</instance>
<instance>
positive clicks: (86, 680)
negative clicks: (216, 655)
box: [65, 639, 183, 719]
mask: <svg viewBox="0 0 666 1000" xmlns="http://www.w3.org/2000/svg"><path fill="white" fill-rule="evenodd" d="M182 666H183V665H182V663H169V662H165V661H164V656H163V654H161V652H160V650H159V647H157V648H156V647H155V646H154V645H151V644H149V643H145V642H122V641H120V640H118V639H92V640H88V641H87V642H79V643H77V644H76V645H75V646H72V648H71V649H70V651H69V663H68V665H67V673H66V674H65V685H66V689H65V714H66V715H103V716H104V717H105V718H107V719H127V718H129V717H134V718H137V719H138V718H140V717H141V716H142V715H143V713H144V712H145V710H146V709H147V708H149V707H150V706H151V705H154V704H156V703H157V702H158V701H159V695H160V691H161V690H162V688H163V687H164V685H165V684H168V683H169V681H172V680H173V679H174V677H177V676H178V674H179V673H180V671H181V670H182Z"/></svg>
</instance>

__________________________________________________

__Assigned task__. Filter the records above for lines containing the word "clicks", and copy those lines.

__Reply__.
positive clicks: (86, 680)
negative clicks: (216, 655)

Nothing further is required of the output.